SOURCE INFORMATION:

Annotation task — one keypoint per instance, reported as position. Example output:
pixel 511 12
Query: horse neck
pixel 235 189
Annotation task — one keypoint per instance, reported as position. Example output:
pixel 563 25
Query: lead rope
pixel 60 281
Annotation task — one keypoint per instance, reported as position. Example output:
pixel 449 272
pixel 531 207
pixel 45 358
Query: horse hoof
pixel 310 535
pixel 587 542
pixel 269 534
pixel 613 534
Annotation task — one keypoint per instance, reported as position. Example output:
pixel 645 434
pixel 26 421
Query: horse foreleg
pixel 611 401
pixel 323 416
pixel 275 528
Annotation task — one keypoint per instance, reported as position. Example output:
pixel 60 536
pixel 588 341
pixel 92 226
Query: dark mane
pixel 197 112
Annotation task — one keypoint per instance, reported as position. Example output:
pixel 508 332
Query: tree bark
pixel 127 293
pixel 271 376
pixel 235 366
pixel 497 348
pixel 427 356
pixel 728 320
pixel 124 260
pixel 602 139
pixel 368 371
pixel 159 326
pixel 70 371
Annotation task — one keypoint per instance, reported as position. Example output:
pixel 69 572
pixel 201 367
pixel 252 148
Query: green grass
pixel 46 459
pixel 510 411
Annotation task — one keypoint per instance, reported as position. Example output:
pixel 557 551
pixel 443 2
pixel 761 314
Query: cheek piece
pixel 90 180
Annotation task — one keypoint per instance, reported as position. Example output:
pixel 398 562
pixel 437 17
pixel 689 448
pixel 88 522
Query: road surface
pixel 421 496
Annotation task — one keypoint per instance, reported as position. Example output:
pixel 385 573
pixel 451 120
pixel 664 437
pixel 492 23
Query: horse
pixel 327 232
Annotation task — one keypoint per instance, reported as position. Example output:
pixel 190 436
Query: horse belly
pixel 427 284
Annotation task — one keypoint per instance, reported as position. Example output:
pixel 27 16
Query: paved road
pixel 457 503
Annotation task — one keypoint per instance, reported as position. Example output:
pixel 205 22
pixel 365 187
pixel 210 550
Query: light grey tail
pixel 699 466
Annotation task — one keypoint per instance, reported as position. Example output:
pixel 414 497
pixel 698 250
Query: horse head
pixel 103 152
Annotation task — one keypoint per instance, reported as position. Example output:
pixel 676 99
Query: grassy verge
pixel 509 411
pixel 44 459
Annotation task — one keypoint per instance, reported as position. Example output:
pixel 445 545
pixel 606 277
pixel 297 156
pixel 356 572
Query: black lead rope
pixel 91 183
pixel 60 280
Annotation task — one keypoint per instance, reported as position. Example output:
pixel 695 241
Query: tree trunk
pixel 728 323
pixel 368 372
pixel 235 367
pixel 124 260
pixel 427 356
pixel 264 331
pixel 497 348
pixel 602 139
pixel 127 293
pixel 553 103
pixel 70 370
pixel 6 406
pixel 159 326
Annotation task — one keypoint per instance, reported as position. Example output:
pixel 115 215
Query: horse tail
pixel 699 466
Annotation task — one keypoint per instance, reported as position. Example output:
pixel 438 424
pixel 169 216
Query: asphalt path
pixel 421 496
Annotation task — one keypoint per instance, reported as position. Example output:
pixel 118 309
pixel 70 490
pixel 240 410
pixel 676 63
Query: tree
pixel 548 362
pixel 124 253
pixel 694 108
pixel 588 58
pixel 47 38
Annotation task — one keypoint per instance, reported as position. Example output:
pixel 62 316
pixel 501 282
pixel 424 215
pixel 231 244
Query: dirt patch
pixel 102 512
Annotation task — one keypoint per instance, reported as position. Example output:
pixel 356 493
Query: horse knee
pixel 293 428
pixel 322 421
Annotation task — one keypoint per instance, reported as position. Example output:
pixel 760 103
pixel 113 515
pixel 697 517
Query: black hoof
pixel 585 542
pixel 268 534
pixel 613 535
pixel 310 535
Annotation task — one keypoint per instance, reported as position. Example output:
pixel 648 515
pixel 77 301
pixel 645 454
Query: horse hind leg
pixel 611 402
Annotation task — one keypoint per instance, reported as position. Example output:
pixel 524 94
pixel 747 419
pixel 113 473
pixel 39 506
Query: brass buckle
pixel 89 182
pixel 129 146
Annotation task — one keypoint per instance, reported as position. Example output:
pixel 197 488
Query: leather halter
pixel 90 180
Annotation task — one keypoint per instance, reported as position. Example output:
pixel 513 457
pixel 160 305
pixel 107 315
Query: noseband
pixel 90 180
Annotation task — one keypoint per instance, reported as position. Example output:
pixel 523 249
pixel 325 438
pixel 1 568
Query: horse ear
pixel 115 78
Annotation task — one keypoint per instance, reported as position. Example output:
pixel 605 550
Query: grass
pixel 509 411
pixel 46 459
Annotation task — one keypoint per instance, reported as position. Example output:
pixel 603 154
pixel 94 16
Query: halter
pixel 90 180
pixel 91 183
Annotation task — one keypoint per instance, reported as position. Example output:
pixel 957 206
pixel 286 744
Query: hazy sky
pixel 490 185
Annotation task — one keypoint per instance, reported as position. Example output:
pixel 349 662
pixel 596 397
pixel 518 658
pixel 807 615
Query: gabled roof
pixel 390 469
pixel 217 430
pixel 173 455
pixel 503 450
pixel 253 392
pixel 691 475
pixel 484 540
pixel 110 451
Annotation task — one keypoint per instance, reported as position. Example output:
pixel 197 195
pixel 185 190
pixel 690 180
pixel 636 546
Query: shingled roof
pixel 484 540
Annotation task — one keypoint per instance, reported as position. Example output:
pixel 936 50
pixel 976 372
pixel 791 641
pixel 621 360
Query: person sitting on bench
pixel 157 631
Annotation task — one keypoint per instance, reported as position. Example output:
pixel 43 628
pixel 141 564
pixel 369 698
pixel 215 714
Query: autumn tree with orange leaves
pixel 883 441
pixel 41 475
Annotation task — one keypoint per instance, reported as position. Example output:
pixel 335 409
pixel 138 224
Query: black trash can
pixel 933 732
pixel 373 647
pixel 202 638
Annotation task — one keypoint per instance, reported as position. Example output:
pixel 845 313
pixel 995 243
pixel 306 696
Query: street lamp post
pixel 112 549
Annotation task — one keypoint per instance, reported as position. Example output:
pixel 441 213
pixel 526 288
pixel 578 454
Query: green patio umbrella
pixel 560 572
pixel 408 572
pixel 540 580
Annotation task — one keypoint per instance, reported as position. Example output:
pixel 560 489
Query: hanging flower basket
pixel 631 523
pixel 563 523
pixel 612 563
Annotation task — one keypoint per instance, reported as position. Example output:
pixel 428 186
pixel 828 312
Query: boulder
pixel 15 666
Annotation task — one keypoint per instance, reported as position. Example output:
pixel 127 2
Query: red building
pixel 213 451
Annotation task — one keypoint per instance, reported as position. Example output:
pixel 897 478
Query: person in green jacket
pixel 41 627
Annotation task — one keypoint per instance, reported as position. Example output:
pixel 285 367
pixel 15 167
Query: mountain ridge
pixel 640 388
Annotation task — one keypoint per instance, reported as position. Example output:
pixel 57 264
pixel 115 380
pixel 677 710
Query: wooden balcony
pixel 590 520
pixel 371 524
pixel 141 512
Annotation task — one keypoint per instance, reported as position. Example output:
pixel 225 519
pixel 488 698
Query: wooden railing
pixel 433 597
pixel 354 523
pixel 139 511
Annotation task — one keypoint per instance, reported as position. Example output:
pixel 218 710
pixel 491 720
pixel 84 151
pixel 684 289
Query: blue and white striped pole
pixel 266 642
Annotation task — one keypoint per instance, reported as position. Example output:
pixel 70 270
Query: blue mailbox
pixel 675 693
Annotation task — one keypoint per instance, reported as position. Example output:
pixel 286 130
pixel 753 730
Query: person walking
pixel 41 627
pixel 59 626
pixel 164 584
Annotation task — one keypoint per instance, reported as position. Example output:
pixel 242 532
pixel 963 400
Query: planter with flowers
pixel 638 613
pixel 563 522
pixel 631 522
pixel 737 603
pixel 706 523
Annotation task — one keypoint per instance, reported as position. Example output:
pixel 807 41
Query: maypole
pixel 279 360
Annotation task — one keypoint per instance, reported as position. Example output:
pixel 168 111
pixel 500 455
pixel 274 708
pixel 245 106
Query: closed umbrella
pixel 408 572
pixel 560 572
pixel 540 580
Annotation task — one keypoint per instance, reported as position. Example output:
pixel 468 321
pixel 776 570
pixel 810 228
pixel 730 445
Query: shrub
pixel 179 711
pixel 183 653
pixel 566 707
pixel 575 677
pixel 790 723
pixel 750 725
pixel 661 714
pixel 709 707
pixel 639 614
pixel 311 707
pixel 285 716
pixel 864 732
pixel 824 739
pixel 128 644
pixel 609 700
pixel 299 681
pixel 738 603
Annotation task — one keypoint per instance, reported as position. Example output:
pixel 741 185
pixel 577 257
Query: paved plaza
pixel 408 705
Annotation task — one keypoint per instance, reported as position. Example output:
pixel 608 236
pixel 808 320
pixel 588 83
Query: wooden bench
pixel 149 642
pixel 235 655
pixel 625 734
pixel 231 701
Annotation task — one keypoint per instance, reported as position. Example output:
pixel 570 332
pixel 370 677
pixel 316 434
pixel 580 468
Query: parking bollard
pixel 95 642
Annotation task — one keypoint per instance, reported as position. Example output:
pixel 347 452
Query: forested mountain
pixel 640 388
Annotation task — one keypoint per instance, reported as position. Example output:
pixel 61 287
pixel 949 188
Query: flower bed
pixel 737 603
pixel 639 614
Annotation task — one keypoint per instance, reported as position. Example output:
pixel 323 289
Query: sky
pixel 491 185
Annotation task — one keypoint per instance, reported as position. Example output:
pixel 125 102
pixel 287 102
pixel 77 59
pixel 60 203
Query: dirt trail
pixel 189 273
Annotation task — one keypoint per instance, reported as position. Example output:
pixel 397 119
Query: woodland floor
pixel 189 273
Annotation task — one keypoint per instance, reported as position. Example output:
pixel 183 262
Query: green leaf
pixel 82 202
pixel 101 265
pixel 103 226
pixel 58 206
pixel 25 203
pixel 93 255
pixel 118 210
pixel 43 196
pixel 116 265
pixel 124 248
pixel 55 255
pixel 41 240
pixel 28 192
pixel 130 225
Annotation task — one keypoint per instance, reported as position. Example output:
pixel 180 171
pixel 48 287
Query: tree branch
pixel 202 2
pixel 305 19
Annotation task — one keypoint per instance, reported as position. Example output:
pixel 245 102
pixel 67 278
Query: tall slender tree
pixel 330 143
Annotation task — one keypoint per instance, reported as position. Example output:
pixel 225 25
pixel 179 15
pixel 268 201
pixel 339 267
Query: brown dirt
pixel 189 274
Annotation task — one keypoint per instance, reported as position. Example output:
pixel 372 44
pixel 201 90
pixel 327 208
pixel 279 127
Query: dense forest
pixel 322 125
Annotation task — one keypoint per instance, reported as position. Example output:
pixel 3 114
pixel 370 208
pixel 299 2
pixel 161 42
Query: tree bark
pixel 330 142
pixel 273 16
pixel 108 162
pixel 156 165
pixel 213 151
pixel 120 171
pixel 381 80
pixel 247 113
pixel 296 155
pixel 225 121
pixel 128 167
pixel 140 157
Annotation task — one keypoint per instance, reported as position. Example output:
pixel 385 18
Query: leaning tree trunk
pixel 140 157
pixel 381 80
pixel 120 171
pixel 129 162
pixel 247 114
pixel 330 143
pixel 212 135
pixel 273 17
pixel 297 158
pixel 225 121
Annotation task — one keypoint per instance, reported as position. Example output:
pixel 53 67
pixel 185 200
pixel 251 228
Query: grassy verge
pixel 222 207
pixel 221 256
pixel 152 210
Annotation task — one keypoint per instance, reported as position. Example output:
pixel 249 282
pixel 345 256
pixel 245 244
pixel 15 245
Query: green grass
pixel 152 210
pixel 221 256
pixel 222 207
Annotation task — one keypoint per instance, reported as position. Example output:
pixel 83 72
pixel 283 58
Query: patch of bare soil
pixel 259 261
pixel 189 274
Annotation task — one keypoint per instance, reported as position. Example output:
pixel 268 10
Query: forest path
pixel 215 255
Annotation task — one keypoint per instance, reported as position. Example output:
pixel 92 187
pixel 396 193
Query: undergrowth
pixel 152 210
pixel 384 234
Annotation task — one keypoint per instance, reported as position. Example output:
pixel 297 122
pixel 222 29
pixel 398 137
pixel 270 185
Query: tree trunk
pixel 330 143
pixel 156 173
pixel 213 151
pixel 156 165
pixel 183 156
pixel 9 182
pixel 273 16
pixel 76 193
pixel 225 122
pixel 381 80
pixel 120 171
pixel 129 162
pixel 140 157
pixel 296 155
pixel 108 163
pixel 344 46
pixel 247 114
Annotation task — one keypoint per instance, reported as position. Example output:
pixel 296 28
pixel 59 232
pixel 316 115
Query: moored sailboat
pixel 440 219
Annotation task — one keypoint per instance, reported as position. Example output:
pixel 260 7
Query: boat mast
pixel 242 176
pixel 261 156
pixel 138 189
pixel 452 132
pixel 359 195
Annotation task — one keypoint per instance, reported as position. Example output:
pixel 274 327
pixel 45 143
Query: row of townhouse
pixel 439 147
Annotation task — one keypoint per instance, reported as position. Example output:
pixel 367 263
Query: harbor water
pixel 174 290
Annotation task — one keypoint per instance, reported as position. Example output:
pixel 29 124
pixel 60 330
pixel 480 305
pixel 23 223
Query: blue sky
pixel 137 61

WHAT IS REQUIRED: In the listing above, start at the line with "pixel 347 452", go on through the line with "pixel 279 127", and copy each of those lines exactly; leave out all the rest.

EXERCISE ANSWER:
pixel 347 452
Query: forested mountain
pixel 640 388
Annotation task — one keypoint per instance, reported as position. Example output:
pixel 61 287
pixel 949 188
Query: flower bed
pixel 737 603
pixel 639 614
Annotation task — one keypoint per instance, reported as position. Example output:
pixel 323 289
Query: sky
pixel 491 185
Annotation task — one keypoint per instance, reported as position. Example output:
pixel 125 102
pixel 287 102
pixel 77 59
pixel 60 203
Query: dirt trail
pixel 189 273
Annotation task — one keypoint per instance, reported as position. Example output:
pixel 397 119
Query: woodland floor
pixel 189 273
Annotation task — one keypoint per instance, reported as position. Example output:
pixel 183 262
Query: green leaf
pixel 82 202
pixel 101 265
pixel 103 226
pixel 58 206
pixel 25 203
pixel 93 255
pixel 118 210
pixel 43 196
pixel 116 265
pixel 124 248
pixel 55 255
pixel 41 240
pixel 28 192
pixel 130 225
Annotation task — one keypoint per instance, reported as position. Example output:
pixel 180 171
pixel 48 287
Query: tree branch
pixel 202 2
pixel 305 19
Annotation task — one keypoint per instance, reported as position. Example output:
pixel 245 102
pixel 67 278
Query: tall slender tree
pixel 330 143
Annotation task — one keypoint per instance, reported as position. Example output:
pixel 225 25
pixel 179 15
pixel 268 201
pixel 339 267
Query: brown dirt
pixel 189 274
Annotation task — one keypoint per instance, reported as position. Example output:
pixel 372 44
pixel 201 90
pixel 327 208
pixel 279 127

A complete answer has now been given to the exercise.